◆ **Seçilen bölüm**
Emsal Mahkeme Kararı Antalya Bölge Adliye Mahkemesi 11. Hukuk Dairesi 2020/2100 E. 2022/1455 K. 21.10.2022 T.

Görüntülediğiniz mahkeme kararı kesinleşmiş bir karardır.

T.C.
ANTALYA
BÖLGE ADLİYE MAHKEMESİ
11. HUKUK DAİRESİ

T Ü R K M İ L L E T İ A D I N A
B Ö L G E A D L İ Y E M A H K E M E S İ K A R A R I

İNCELENEN KARARIN
MAHKEMESİ: Denizli Asliye Ticaret Mahkemesi
KARAR TARİHİ: 25/06/2020
DAVANIN KONUSU: Tespit
GEREKÇELİ KARAR
YAZIM TARİHİ: 21/10/2022

İlk Derece Mahkemesinin kararı süresi içerisinde istinaf edilmiş olduğundan dosya içerisinde bulunan belgeler okunup incelendi.
Üye hakimin görüşü değerlendirildi.

Koordinat etiketleme verileri
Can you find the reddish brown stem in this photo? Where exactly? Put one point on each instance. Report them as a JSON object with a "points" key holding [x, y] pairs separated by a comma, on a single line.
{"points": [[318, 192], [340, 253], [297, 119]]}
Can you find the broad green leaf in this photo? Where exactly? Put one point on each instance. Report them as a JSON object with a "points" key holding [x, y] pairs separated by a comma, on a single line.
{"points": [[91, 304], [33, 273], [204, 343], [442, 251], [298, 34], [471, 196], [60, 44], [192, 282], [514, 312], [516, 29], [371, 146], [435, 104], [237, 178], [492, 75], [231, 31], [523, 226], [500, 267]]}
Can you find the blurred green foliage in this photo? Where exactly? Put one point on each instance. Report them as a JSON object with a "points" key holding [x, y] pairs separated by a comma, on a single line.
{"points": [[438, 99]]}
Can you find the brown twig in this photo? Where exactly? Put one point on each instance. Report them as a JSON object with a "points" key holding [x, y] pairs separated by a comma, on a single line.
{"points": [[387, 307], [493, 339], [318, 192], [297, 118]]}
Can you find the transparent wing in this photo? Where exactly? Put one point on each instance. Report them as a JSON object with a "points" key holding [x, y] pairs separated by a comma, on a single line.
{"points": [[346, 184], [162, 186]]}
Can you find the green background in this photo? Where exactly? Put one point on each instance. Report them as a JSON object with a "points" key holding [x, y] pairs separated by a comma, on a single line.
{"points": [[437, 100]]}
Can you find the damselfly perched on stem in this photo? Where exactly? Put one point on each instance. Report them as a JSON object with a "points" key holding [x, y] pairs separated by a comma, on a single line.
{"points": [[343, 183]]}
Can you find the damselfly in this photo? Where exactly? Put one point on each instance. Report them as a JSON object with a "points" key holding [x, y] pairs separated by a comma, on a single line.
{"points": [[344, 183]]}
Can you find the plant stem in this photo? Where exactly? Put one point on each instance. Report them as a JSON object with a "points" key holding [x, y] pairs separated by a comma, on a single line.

◆ **Yazılı istek 1**
Mahkeme kararının "T Ü R K M İ" sözleriyle başlayıp "belgeler okunup incelendi." sözleriyle biten kısmını hiç değiştirmeden yazıya geçirin.
◆ **Yazılı istek 2**
Mahkeme kararında iki nokta üst üsteden hemen önce gelen bütün başlıkları metindeki sırasıyla listeleyin.
Bu satırlar, metinden ayrı bir malzemedir.

◆ **Görev cevabı 1**
T Ü R K M İ L L E T İ A D I N A
B Ö L G E A D L İ Y E M A H K E M E S İ K A R A R I

İNCELENEN KARARIN
MAHKEMESİ: Denizli Asliye Ticaret Mahkemesi
KARAR TARİHİ: 25/06/2020
DAVANIN KONUSU: Tespit
GEREKÇELİ KARAR
YAZIM TARİHİ: 21/10/2022

İlk Derece Mahkemesinin kararı süresi içerisinde istinaf edilmiş olduğundan dosya içerisinde bulunan belgeler okunup incelendi.

◆ **Görev cevabı 2**
MAHKEMESİ
KARAR TARİHİ
DAVANIN KONUSU
YAZIM TARİHİ